-- Start of Data rows --

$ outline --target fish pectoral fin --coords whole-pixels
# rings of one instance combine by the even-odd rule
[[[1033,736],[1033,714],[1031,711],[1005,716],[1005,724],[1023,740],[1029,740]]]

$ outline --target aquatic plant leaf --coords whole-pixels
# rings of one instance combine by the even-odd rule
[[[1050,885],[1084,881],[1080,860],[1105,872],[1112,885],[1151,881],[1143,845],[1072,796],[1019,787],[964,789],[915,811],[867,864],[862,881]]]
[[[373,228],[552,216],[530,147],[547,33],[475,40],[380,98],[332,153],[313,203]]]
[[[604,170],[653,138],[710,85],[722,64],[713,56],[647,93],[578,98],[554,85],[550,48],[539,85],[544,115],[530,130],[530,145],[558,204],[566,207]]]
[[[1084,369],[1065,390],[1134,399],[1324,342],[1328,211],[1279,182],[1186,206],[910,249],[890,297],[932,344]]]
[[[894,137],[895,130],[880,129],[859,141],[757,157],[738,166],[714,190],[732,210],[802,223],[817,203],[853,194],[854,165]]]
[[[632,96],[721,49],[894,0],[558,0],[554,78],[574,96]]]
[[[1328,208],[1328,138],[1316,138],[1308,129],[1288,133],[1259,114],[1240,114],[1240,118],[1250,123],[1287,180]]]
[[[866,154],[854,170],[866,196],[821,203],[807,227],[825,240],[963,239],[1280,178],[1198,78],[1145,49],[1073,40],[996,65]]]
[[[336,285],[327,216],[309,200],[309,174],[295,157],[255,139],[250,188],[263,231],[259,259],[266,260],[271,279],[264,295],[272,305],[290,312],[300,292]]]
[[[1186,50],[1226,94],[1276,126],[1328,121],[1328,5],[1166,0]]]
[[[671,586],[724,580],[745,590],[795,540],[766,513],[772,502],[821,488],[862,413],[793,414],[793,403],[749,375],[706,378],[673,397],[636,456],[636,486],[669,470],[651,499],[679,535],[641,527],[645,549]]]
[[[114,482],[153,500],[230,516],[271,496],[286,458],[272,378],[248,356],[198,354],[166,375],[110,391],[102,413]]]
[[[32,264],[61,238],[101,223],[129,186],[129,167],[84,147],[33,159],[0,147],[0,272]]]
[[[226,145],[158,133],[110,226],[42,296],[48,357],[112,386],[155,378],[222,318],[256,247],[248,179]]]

-- End of Data rows --

◆ Work to do
Present the listing above as a Markdown table with one row per line, skipping blank lines. Use the column headers "Row" and "Line".

◆ Task response
| Row | Line |
|---|---|
| 1 | $ outline --target fish pectoral fin --coords whole-pixels |
| 2 | # rings of one instance combine by the even-odd rule |
| 3 | [[[1033,736],[1033,714],[1031,711],[1005,716],[1005,724],[1023,740],[1029,740]]] |
| 4 | $ outline --target aquatic plant leaf --coords whole-pixels |
| 5 | # rings of one instance combine by the even-odd rule |
| 6 | [[[1050,885],[1084,881],[1080,860],[1105,872],[1112,885],[1151,881],[1143,845],[1072,796],[1019,787],[964,789],[915,811],[867,864],[862,881]]] |
| 7 | [[[373,228],[552,216],[530,147],[547,33],[475,40],[380,98],[332,153],[313,203]]] |
| 8 | [[[604,170],[653,138],[710,85],[722,64],[713,56],[647,93],[578,98],[554,85],[550,48],[539,85],[544,115],[530,130],[530,145],[558,204],[566,207]]] |
| 9 | [[[1084,369],[1065,390],[1134,399],[1324,342],[1328,211],[1279,182],[1186,206],[910,249],[890,297],[932,344]]] |
| 10 | [[[894,137],[895,130],[880,129],[859,141],[757,157],[738,166],[714,190],[732,210],[802,223],[817,203],[853,194],[854,165]]] |
| 11 | [[[632,96],[721,49],[894,0],[558,0],[554,78],[574,96]]] |
| 12 | [[[1328,208],[1328,138],[1316,138],[1308,129],[1288,133],[1259,114],[1240,114],[1240,118],[1250,123],[1287,180]]] |
| 13 | [[[866,154],[854,170],[866,196],[821,203],[807,227],[825,240],[963,239],[1280,178],[1198,78],[1145,49],[1073,40],[996,65]]] |
| 14 | [[[336,285],[327,216],[309,200],[309,174],[295,157],[255,139],[250,188],[263,231],[259,259],[266,260],[271,279],[264,295],[272,305],[290,312],[300,292]]] |
| 15 | [[[1186,50],[1226,94],[1276,126],[1328,121],[1328,5],[1166,0]]] |
| 16 | [[[671,586],[724,580],[745,590],[795,540],[766,513],[772,502],[821,488],[862,413],[793,414],[793,403],[749,375],[706,378],[673,397],[636,456],[636,486],[669,470],[651,499],[679,535],[641,527],[645,549]]] |
| 17 | [[[114,482],[153,500],[230,516],[271,496],[286,458],[272,378],[248,356],[198,354],[166,375],[110,391],[102,413]]] |
| 18 | [[[32,264],[61,238],[101,223],[129,186],[129,167],[84,147],[33,159],[0,147],[0,272]]] |
| 19 | [[[226,145],[158,133],[110,226],[42,296],[48,357],[112,386],[155,378],[222,318],[256,247],[248,179]]] |